-- Exercise prompt --
Write the next part of the passage on the European Commission's €500 million support package for farmers, picking up after its last sentence.

-- Passage to read --
———

The European Commission has presented a new support package worth € 500 million for European farmers. One main element is the voluntary reduction on milk production.
Most of the money goes to the dairy and pig meat sector which have been in a crisis for some time. The announcement comes in addition to an earlier package, also for €500 million, that was presented last year, and a range of other measures, such as the activation of a clause (Article 222) permitting voluntary agreements among milk producers on planning milk production.
The measures were presented to the July-session of the Council of EU Agriculture Ministers by Vice-President Jyrki Katainen, replacing Commissioner for Agriculture and Rural Development Phil Hogan who was taken ill and is in hospital. The package contains three main elements:
• An EU-wide scheme to incentivize a voluntary reduction in milk production (€150 million) in order to achieve a correction on the supply side of the dairy market. This scheme will operate at EU level so that farmers across the Union have access to it under the same conditions.

———

-- Dataset extract --
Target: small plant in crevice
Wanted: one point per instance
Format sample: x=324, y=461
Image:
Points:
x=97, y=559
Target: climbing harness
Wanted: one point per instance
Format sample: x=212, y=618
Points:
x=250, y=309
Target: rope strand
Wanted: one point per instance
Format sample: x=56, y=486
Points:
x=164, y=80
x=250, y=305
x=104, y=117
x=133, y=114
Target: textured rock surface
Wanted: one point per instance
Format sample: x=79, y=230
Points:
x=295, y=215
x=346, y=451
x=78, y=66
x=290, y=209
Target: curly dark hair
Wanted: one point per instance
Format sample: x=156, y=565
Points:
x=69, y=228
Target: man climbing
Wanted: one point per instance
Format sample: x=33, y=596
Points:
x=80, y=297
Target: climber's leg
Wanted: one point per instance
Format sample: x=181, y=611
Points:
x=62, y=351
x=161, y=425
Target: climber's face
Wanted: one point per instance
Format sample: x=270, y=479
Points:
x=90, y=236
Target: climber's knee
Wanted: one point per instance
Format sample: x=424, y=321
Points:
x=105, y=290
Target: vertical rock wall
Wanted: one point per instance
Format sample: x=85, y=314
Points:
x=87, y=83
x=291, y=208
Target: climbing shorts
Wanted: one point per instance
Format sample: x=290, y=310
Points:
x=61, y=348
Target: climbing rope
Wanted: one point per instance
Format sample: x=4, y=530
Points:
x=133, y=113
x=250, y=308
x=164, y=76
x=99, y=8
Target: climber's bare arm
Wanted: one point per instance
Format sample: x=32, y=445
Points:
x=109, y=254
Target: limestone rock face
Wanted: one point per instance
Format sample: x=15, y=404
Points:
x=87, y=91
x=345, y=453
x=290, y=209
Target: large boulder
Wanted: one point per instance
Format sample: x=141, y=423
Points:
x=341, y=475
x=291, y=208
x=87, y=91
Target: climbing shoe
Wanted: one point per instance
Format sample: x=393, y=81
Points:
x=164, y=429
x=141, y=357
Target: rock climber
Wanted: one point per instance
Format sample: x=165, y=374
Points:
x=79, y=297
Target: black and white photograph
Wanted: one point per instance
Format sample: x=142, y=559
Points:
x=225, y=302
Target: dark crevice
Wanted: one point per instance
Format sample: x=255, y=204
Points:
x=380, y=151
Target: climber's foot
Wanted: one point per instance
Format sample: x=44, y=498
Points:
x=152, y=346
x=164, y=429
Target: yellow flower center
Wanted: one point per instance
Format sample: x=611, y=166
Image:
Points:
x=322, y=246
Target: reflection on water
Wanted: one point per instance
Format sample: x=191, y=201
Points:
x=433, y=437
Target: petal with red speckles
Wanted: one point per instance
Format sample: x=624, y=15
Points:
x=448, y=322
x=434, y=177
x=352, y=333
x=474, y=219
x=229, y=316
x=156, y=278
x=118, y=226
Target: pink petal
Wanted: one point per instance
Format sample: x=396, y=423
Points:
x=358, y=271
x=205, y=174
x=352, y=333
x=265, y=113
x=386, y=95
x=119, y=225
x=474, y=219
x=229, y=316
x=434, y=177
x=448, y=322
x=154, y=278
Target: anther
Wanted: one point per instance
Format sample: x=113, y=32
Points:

———

-- Response --
• Conditional adjustment aid at Member State level (€350 million that Member States will be allowed to match with national funds, thus potentially doubling the level of support being provided to farmers). With the prolonged crisis showing that some farmers maintain or even increase production in order to maintain cash flow, the Commission intends to provide new funds which can be linked to specific commitments while contributing to secure market stability.
• A range of technical measures to provide flexibility, cash-flow relief through an increase of the advances for support payments and reinforcement of the safety net instruments by prolonging intervention and private storage aid for Skimmed Milk Powder and cheese beyond the end of September. Member States providing voluntary coupled support to the dairy sector (often per cow) will also be granted the possibility to derogate from the obligation to maintain the size of the herd in 2017.